— WORK TO DO —
Write out all of the entries exactly, please.

**** MATERIAL FOR THIS EXERCISE

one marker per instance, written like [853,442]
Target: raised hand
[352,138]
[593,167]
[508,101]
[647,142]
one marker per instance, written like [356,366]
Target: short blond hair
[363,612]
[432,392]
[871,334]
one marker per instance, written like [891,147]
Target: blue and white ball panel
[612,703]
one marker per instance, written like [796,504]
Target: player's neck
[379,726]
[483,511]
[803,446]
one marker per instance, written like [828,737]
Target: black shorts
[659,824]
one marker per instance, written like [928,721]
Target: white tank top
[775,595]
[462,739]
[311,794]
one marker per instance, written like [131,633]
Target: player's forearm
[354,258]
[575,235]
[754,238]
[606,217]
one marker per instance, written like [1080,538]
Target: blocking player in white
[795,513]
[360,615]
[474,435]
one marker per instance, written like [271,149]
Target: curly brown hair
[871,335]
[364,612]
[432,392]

********

— FULL OUTPUT —
one marker per instance, written like [853,442]
Target: raised hand
[352,138]
[593,167]
[508,101]
[647,142]
one marker per instance, written like [356,366]
Target: short blond hair
[363,612]
[432,392]
[871,334]
one marker per instance, written like [891,147]
Target: blue and white ball panel
[612,703]
one marker per instance, written like [796,504]
Target: player's neck
[379,726]
[483,511]
[803,446]
one marker per instance, written like [828,737]
Target: black shorts
[659,824]
one marker per instance, written like [928,721]
Target: white tank top
[775,595]
[462,739]
[311,794]
one marker per instance, written like [131,633]
Target: player's forearm
[354,258]
[575,235]
[754,238]
[606,217]
one marker per instance, written like [1080,538]
Target: blocking player in white
[795,513]
[360,615]
[474,435]
one marker per instance, written like [271,149]
Target: curly brown hair
[871,335]
[364,612]
[432,392]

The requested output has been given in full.